··· PASSAGE ···

3. ALL OVER BUT THE SHOUTIN by Rick Bragg is a memoir about himself--poor white kid in the deep South who grows up to become a 1996 Pulitzer Prize winning feature writer. Bragg's story is an honest, raw, and painful look at poor white Southerners, an alcoholic and abusive dad with a heart-wrenching secret, his three brothers, and the heroism of a mother who sacrifices everything for her children.

Reporter Rigg Bragg opens the window to an Americana unfamiliar to many. This NY Times National correspondent takes you all over the world and into the heart of stories from Haiti to the Deep South to murderer Susan Smith driving her boys into a lake. Bragg goes from fury to forgiveness and with the help of a heroic mom, more than survives his past.

I’m always amazed by stories of people who succeed in the face of terrible odds. This reminds me of the memoir The Color of Water, the story of a white woman marrying an African American and living in Harlem raising 12 kids in the 1940’s. I appreciate a memoir that illuminates a time and family.


4. THE YEAR OF MAGICAL THINKING is Joan Didion’s reflection after tremendous loss. I read this highly rated memoir because I’m working on one and I love to read other successful ones.

It’s Christmas 2003 and Joan Didion and her husband are in the hospital watching their only child put into an induced coma and on life support. Days later, Joan’s husband sits down to dinner and has a massive heart attack. Their daughter recovers and then lapses with a brain hematoma requiring six hours surgery. This memoir isn’t for everyone but it’s a look at how we handle grief and death and trying to make sense of how it all happens. “Life changes fast. Life changes in the instant. You sit down to dinner and life as you know it ends. The question of self-pity.” That’s what she wrote immediately after it happened and then wrote nothing else until she wrestled with this memoir.


5. THE ORPHAN’S TALE could mean the story of Astrid, Noa or the baby rescued from a boxcar. There are so many quality WW2 novels out there right now but Orphan’s Tale and Lilac Girls are two favorites and distinctly different than any other about the Holocaust. Like The Nightingale, Pam Jenoff's Orphan’s Tale is about two women, their courage, love, and friendship. Astrid is a former aerialist in the circus, whose Nazi husband deserts her because she is a Jew. Noa is a sixteen-year-old who becomes pregnant by a Nazi soldier and thus rejected by her family. After being forced to surrender her infant when he looks more Jewish than Aryan, she takes a job working in a train station where she finds a boxcar filled with babies and bravely steals one. She finds refuge at the same circus as Astrid and a tentative friendship grows when Astrid must teach her to “fly” to stay hidden and survive.


6. LILAC GIRLS are not three friends. They are three women whose lives intersect and effect one another. Though Martha Hall Kelly’s book is historical fiction, her characters are based on real figures.


Caroline Ferriday is a wealthy but sympathetic New Yorker who helps run the French consulate. Her job becomes complicated when Hitler invades Poland and then France. Polish teenager Kasia Kuzmerick works for the underground resistance which lands her and her family in the Ravensbruck Concentration Camp where Herta Oberheuser is an aggressive and abusive doctor. Her power and position grow by following the commands of the Nazi government. She operates on the Jews of Ravensbruck who are later called “The rabbits” because of the results of these horrific experimental surgeries.


Amazingly, this is Martha Hall Kelly’s first novel. Her research is thorough, taking readers from New York to Poland to Paris to Germany and the aftermath of the war. You’ll survive to the end wondering about the characters you love and hate.

··· GIVEN RECORDS ···

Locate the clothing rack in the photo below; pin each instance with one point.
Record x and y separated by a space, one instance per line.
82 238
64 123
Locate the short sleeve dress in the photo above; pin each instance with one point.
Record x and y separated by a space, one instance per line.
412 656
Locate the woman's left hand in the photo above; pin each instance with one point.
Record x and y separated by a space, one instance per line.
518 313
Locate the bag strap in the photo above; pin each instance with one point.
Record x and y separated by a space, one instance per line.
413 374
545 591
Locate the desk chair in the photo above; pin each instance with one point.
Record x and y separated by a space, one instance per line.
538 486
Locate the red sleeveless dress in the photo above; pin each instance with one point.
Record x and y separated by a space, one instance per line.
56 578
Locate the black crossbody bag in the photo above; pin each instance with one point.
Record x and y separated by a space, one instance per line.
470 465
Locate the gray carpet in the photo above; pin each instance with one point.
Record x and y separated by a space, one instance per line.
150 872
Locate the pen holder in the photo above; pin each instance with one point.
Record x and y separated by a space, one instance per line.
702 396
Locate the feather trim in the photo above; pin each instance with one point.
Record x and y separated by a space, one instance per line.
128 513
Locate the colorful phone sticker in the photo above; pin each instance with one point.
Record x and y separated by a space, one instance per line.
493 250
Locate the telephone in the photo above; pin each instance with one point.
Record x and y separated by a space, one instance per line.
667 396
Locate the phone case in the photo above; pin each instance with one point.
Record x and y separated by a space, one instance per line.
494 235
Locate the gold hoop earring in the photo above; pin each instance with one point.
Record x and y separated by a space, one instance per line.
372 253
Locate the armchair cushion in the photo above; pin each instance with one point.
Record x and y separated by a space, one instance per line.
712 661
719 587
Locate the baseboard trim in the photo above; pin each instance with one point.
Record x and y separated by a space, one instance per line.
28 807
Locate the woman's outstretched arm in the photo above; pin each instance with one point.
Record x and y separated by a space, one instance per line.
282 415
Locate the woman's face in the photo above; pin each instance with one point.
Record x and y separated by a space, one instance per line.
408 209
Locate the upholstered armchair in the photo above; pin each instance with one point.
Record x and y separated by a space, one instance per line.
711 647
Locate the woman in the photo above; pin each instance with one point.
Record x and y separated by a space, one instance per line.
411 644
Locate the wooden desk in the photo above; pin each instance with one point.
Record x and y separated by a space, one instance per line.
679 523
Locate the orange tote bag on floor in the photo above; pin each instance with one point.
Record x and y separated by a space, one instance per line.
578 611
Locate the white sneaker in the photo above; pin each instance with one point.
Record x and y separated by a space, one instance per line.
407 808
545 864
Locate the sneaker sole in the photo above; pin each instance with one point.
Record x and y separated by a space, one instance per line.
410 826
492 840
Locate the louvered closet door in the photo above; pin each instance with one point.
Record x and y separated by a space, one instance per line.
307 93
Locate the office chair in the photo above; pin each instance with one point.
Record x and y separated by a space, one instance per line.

···

**EXERCISE 1**
List the four numbered book titles that the book recommendations cover.
**EXERCISE 2**
Please reproduce the part of the book recommendations that opens with the words containing "Reporter Rigg Bragg" and closes with "survives his past.".

**TASK RESPONSE 1**
ALL OVER BUT THE SHOUTIN
THE YEAR OF MAGICAL THINKING
THE ORPHAN’S TALE
LILAC GIRLS

**TASK RESPONSE 2**
Reporter Rigg Bragg opens the window to an Americana unfamiliar to many. This NY Times National correspondent takes you all over the world and into the heart of stories from Haiti to the Deep South to murderer Susan Smith driving her boys into a lake. Bragg goes from fury to forgiveness and with the help of a heroic mom, more than survives his past.